→ **Tugas dan Latihan**:
A – Tuliskan kembali dengan persis bagian teks tentang drama di antara "2.1  Pengertian Drama" dan "yang dapat disaksikan.", termasuk kedua ujungnya.
B – Tolong lanjutkan teks tentang drama, dimulai sesudah kalimat terakhir yang tercantum.

→ **Kutipan Teks**:
^^^^^^^^^^^^^^^^

2)      Bagaimana cara berbicara dalam kegiatan dialog atau Drama ?
3)      Bagaimana Konsep Dialog/Drama?
4)      Bagaimana Persiapan Dialog/Drama?

1.3 Tujuan Penulisan
1)      Mendeskripsikan perkembangan Drama dan jenis-jenisnya
2)      Mengatahui perbedaan antara unsur Intrinsik dengan Ekstrinsik dalam drama
3)      Membedakan antara drama dengan jenis karya sastra lainnya
4)      Menghayati watak tokoh yang akan diperankan dalam Drama


BAB II
PEMBAHASAN


2.1  Pengertian Drama
Sebagai suatu genre sastra drama mempunyai kekhusuan dibanding dengan genre pusi atau genre fiksi. Kesan dan kesadaran terhadap drama lebih difokuskan kepada bentuk karya yang bereaksi langsung secara kongkrit. Ketika membaca fiksi, cerpen atau novel pembaca berhadapan dengan satu dunia rekaan yang dibentuk berdasarkan proses imajinatif yang kemudian dipaparkan secara naratif oleh pengarangnya. Kekhususan drama disebabkan tujuan drama ditulis pengarangnya tidak hanya berhenti sampai pada tahap pembeberan peristiwa untuk dinikmati secara artistic imajinatif oleh para pembacanya, namun mesti diteruskan untuk kemungkinan dapat dipertontonkan dalam suatu penampilan gerak dan perilaku kongkret yang dapat disaksikan.

^^^^^^^^^^^^^^^^

→ **Bagian Data**:
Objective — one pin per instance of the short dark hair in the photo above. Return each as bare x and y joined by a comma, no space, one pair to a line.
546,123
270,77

^^^^^^^^^^^^^^^^

→ **Hasil Akhir**:
A –
2.1  Pengertian Drama
Sebagai suatu genre sastra drama mempunyai kekhusuan dibanding dengan genre pusi atau genre fiksi. Kesan dan kesadaran terhadap drama lebih difokuskan kepada bentuk karya yang bereaksi langsung secara kongkrit. Ketika membaca fiksi, cerpen atau novel pembaca berhadapan dengan satu dunia rekaan yang dibentuk berdasarkan proses imajinatif yang kemudian dipaparkan secara naratif oleh pengarangnya. Kekhususan drama disebabkan tujuan drama ditulis pengarangnya tidak hanya berhenti sampai pada tahap pembeberan peristiwa untuk dinikmati secara artistic imajinatif oleh para pembacanya, namun mesti diteruskan untuk kemungkinan dapat dipertontonkan dalam suatu penampilan gerak dan perilaku kongkret yang dapat disaksikan.

B –
Pengertian drama yang dikenal selama ini, misalnya dengan menyebut bahwa drama adalah cerita atau tiruan perilaku manusia yang dipentaskan tidak salah. Hal ini disebabkan jika ditinjau dari makna kata drama itu sendiri, pengertian tentang drama diatas dianggap tepat. Kata drama berasal dari kata Yunani draomai (Haryamawan, 1988, 1) yang berarti berbuat, berlaku, bertindak, bereaksi, dan sebagainya, jadi drama berarti perbuatan atau tindakan.
Menurut Ferdinand Brunetiere dan Balthazar Verhagen, drama adalah kesenian yang melukiskan sikap dan sifat manusia dan harus melahirkan kehendak manusia dengan action dan perilaku. Sedangkan pengertian drama menurut Moulton adalah hidup yang dilukiskan dengan gerak, drama adalah menyaksikan kehidupan manusia yang diekspresiakn secara langsung.[1] Menurut Brander Mathews, drama adalah konflik dari sifat manusia merupakan  sumber pokok drama.
Dari beberapa pengertian drama yang telah diungkapkan tersebut tidak terlihat rumusan yang mengarahkan pengerian drama kepada dimensi sastranya, melainkan hanya kepada dimensi seni lakonnya saja. Padahal meskipun drama ditulis dengan tujuan untuk dipentaskan tidak berarti semua karya drama yang ditulis harus selalu dipentaskan. Tanpa dipentaskan sekalipun, karya drama dapat dipahami, dimengerti, dan dinikmati. Tentulah pemahaman dan kenikmatan atas karya drama tersebut lebih pada aspek cerita sebagai ciri genre sastra, dan bukan sebagai karya seni lakon.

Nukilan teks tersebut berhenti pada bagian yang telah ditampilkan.